▶ [Exercise objective]:
Quote every line of the listing below verbatim, omitting the pictures.

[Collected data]
■ ■ ■ ■ ■
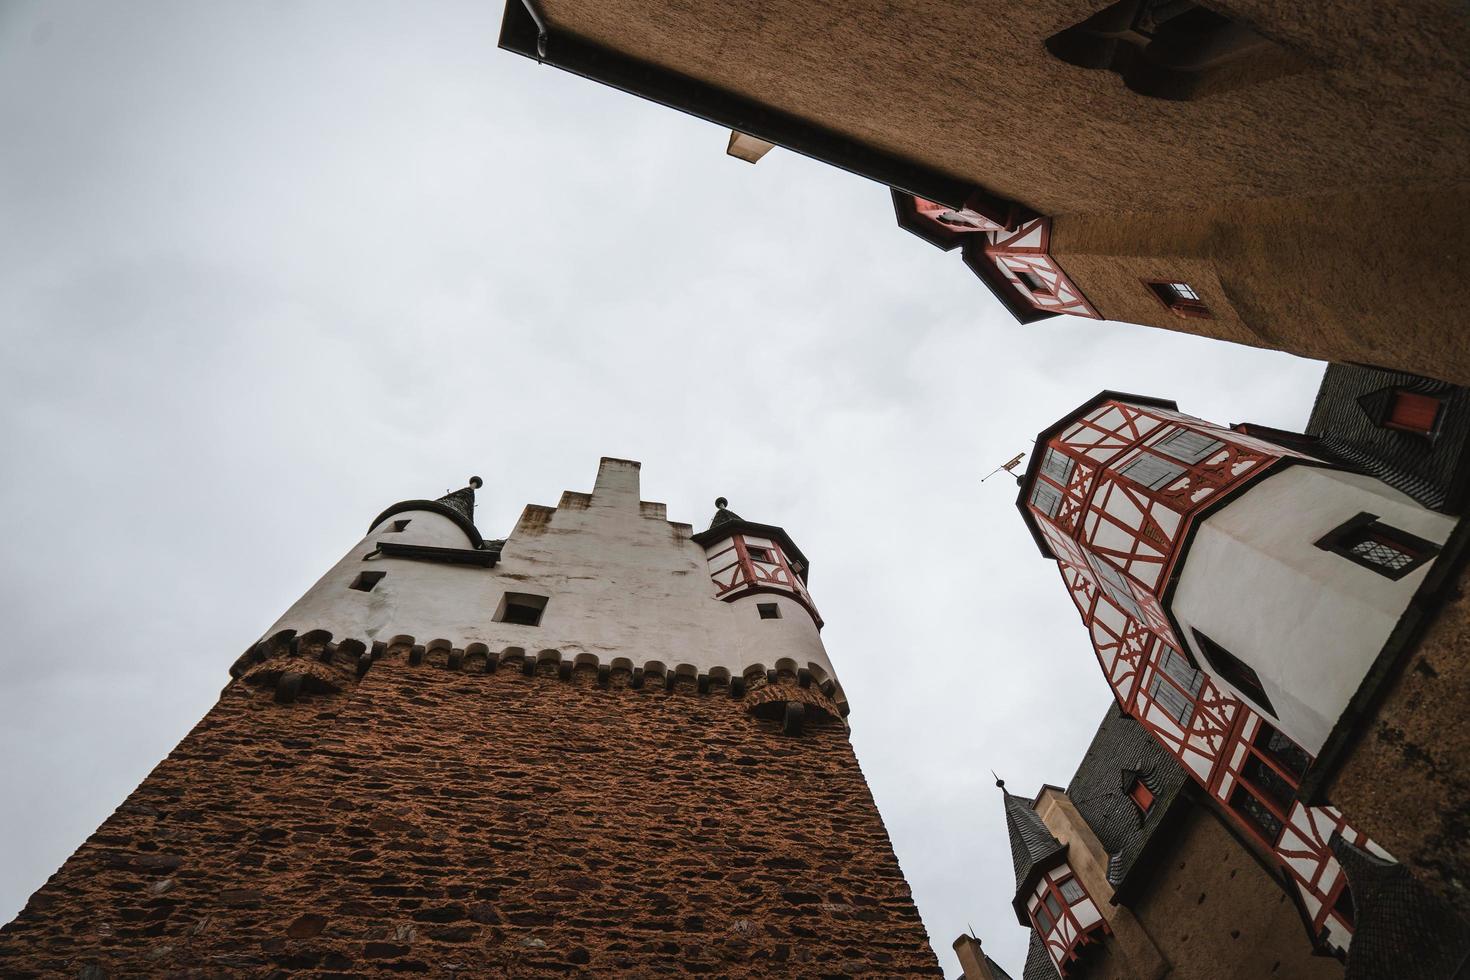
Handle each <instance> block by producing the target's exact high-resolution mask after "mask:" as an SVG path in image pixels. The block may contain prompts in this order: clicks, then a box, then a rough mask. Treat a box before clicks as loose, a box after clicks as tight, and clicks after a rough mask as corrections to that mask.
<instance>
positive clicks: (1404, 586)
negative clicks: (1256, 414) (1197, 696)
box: [1173, 466, 1454, 755]
mask: <svg viewBox="0 0 1470 980" xmlns="http://www.w3.org/2000/svg"><path fill="white" fill-rule="evenodd" d="M1363 511H1369V513H1373V514H1377V516H1379V520H1380V522H1382V523H1386V525H1391V526H1394V527H1399V529H1402V530H1407V532H1410V533H1413V535H1417V536H1420V538H1424V539H1427V541H1433V542H1438V544H1442V542H1444V541H1445V539H1446V538H1448V536H1449V530H1451V527H1452V526H1454V520H1452V519H1449V517H1446V516H1444V514H1439V513H1435V511H1432V510H1426V508H1424V507H1420V505H1419V504H1417V502H1414V501H1413V500H1411V498H1410V497H1407V495H1404V494H1401V492H1398V491H1395V489H1392V488H1391V486H1388V485H1386V483H1383V482H1382V480H1376V479H1373V478H1369V476H1361V475H1357V473H1345V472H1341V470H1330V469H1323V467H1316V466H1291V467H1286V469H1285V470H1280V472H1277V473H1273V475H1269V476H1266V478H1264V479H1261V480H1260V482H1258V483H1257V485H1254V486H1251V488H1250V489H1248V491H1247V492H1244V494H1241V495H1239V497H1238V498H1236V500H1233V501H1230V502H1229V504H1227V505H1226V507H1223V508H1222V510H1219V511H1216V513H1214V514H1211V516H1210V517H1208V519H1207V520H1205V522H1204V523H1202V525H1201V526H1200V530H1198V533H1197V535H1195V538H1194V542H1192V544H1191V547H1189V550H1188V554H1186V555H1185V558H1183V561H1182V566H1180V567H1182V572H1180V576H1179V586H1177V591H1176V592H1175V599H1173V613H1175V616H1176V619H1177V620H1179V623H1180V626H1182V627H1183V630H1185V638H1183V639H1186V641H1188V642H1189V644H1191V645H1194V638H1192V636H1191V635H1189V629H1191V627H1197V629H1200V630H1201V632H1202V633H1205V635H1207V636H1210V638H1211V639H1213V641H1216V642H1217V644H1220V645H1222V646H1225V648H1226V649H1227V651H1230V652H1232V654H1233V655H1236V657H1239V658H1241V660H1244V661H1245V663H1247V664H1250V666H1251V667H1252V669H1254V670H1255V671H1257V673H1258V674H1260V677H1261V683H1263V686H1264V688H1266V693H1267V696H1270V699H1272V704H1273V705H1274V708H1276V711H1277V714H1279V718H1277V723H1279V724H1277V727H1280V730H1282V732H1285V733H1286V735H1288V736H1289V738H1292V739H1295V741H1297V742H1298V743H1299V745H1301V746H1302V748H1304V749H1307V751H1308V752H1311V754H1314V755H1316V754H1317V752H1319V751H1320V749H1322V743H1323V741H1324V739H1326V736H1327V733H1329V732H1330V730H1332V726H1333V723H1335V721H1336V720H1338V716H1339V714H1341V713H1342V710H1344V708H1345V707H1347V702H1348V699H1349V698H1351V696H1352V693H1354V692H1355V691H1357V688H1358V685H1360V683H1361V682H1363V676H1364V673H1366V671H1367V669H1369V666H1370V664H1372V663H1373V658H1374V657H1376V655H1377V652H1379V651H1380V649H1382V646H1383V642H1385V641H1386V639H1388V635H1389V632H1391V630H1392V629H1394V626H1395V624H1397V623H1398V619H1399V616H1402V613H1404V608H1405V607H1407V605H1408V599H1410V598H1411V597H1413V594H1414V589H1417V588H1419V583H1420V582H1423V579H1424V576H1426V574H1427V572H1429V567H1430V564H1424V566H1421V567H1419V569H1416V570H1414V572H1411V573H1410V574H1407V576H1404V577H1402V579H1399V580H1397V582H1395V580H1392V579H1388V577H1385V576H1382V574H1377V573H1376V572H1373V570H1370V569H1364V567H1361V566H1358V564H1354V563H1352V561H1348V560H1347V558H1344V557H1341V555H1338V554H1333V552H1330V551H1324V550H1322V548H1317V547H1316V542H1317V541H1319V539H1320V538H1322V536H1323V535H1326V533H1327V532H1329V530H1332V529H1333V527H1336V526H1339V525H1342V523H1344V522H1347V520H1349V519H1351V517H1354V516H1357V514H1360V513H1363ZM1195 652H1197V654H1198V652H1200V651H1198V649H1197V651H1195ZM1200 661H1201V664H1200V666H1201V667H1202V669H1204V670H1207V671H1210V673H1211V676H1214V671H1213V670H1211V669H1210V666H1208V663H1205V661H1204V660H1202V657H1201V658H1200ZM1214 680H1216V683H1217V685H1219V686H1220V688H1223V689H1227V691H1232V692H1235V693H1239V692H1238V691H1235V689H1233V688H1230V685H1229V683H1226V682H1225V680H1223V679H1222V677H1217V676H1216V677H1214Z"/></svg>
■ ■ ■ ■ ■
▶ [Exercise answer]:
Handle each <instance> block by producing the target's exact high-resolution mask after "mask:" as an SVG path in image pixels. The block may contain prompts in this order: clicks, then a box, then a rough mask. Treat a box before clicks as loose, a box after clicks as tight, and clicks after a rough mask as corrections to that mask.
<instance>
positive clicks: (1404, 586)
negative clicks: (1256, 414) (1197, 696)
box: [1173, 466, 1454, 755]
mask: <svg viewBox="0 0 1470 980" xmlns="http://www.w3.org/2000/svg"><path fill="white" fill-rule="evenodd" d="M1363 511H1369V513H1373V514H1377V516H1379V520H1380V522H1382V523H1386V525H1391V526H1394V527H1399V529H1402V530H1407V532H1410V533H1413V535H1417V536H1420V538H1424V539H1427V541H1433V542H1438V544H1442V542H1444V541H1445V539H1446V538H1448V536H1449V530H1451V527H1452V526H1454V520H1452V519H1449V517H1446V516H1444V514H1439V513H1435V511H1432V510H1426V508H1424V507H1420V505H1419V504H1417V502H1414V501H1413V500H1411V498H1410V497H1407V495H1404V494H1401V492H1398V491H1395V489H1392V488H1391V486H1388V485H1386V483H1383V482H1382V480H1376V479H1373V478H1369V476H1361V475H1357V473H1345V472H1341V470H1330V469H1323V467H1316V466H1291V467H1286V469H1285V470H1280V472H1277V473H1273V475H1269V476H1266V478H1264V479H1261V480H1260V482H1258V483H1257V485H1254V486H1251V488H1250V489H1248V491H1247V492H1244V494H1241V495H1239V497H1238V498H1236V500H1233V501H1230V502H1229V504H1227V505H1226V507H1223V508H1222V510H1219V511H1216V513H1214V514H1211V516H1210V517H1208V519H1207V520H1205V522H1204V523H1202V525H1201V526H1200V530H1198V533H1197V535H1195V538H1194V542H1192V544H1191V547H1189V550H1188V554H1186V555H1185V558H1183V561H1182V566H1180V567H1182V572H1180V576H1179V586H1177V591H1176V592H1175V599H1173V613H1175V616H1176V619H1177V620H1179V623H1180V626H1182V627H1183V630H1185V638H1183V639H1186V641H1188V642H1189V644H1191V645H1194V638H1192V636H1191V635H1189V629H1191V627H1197V629H1200V630H1201V632H1202V633H1205V635H1207V636H1210V638H1211V639H1213V641H1216V642H1217V644H1220V645H1222V646H1225V648H1226V649H1227V651H1230V652H1232V654H1233V655H1236V657H1239V658H1241V660H1244V661H1245V663H1247V664H1250V666H1251V667H1252V669H1254V670H1255V671H1257V673H1258V674H1260V677H1261V683H1263V686H1264V688H1266V693H1267V696H1270V699H1272V704H1273V705H1274V708H1276V711H1277V714H1279V718H1277V723H1279V724H1277V727H1280V730H1282V732H1285V733H1286V735H1288V736H1289V738H1292V739H1295V741H1297V742H1298V743H1299V745H1301V746H1302V748H1304V749H1307V751H1308V752H1311V754H1314V755H1316V754H1317V752H1319V751H1320V749H1322V743H1323V741H1324V739H1326V736H1327V733H1329V732H1330V730H1332V726H1333V723H1335V721H1336V720H1338V716H1339V714H1341V713H1342V710H1344V708H1345V707H1347V702H1348V699H1349V698H1351V696H1352V693H1354V692H1355V691H1357V688H1358V685H1360V683H1361V682H1363V676H1364V673H1366V671H1367V669H1369V666H1370V664H1372V663H1373V658H1374V657H1376V655H1377V652H1379V651H1380V649H1382V646H1383V642H1385V641H1386V639H1388V635H1389V632H1391V630H1392V629H1394V626H1395V624H1397V623H1398V619H1399V616H1402V613H1404V608H1405V607H1407V605H1408V599H1410V598H1411V597H1413V594H1414V589H1417V588H1419V583H1420V582H1423V579H1424V576H1426V574H1427V572H1429V567H1430V564H1424V566H1421V567H1419V569H1416V570H1414V572H1411V573H1410V574H1407V576H1404V577H1402V579H1399V580H1397V582H1395V580H1392V579H1388V577H1385V576H1382V574H1377V573H1376V572H1373V570H1370V569H1364V567H1361V566H1358V564H1354V563H1352V561H1348V560H1347V558H1344V557H1341V555H1338V554H1333V552H1330V551H1324V550H1322V548H1317V547H1316V542H1317V541H1319V539H1320V538H1322V536H1323V535H1326V533H1327V532H1329V530H1332V529H1333V527H1336V526H1339V525H1342V523H1344V522H1347V520H1349V519H1351V517H1354V516H1357V514H1360V513H1363ZM1195 652H1197V654H1198V652H1200V651H1198V649H1197V651H1195ZM1200 661H1201V664H1200V666H1201V667H1202V669H1204V670H1207V671H1210V673H1211V676H1214V671H1213V670H1211V669H1210V666H1208V663H1205V661H1204V660H1202V657H1201V658H1200ZM1214 680H1216V683H1217V685H1219V686H1220V688H1223V689H1227V691H1232V692H1235V693H1239V692H1238V691H1235V689H1233V688H1230V685H1229V683H1226V682H1225V680H1223V679H1222V677H1217V676H1216V677H1214Z"/></svg>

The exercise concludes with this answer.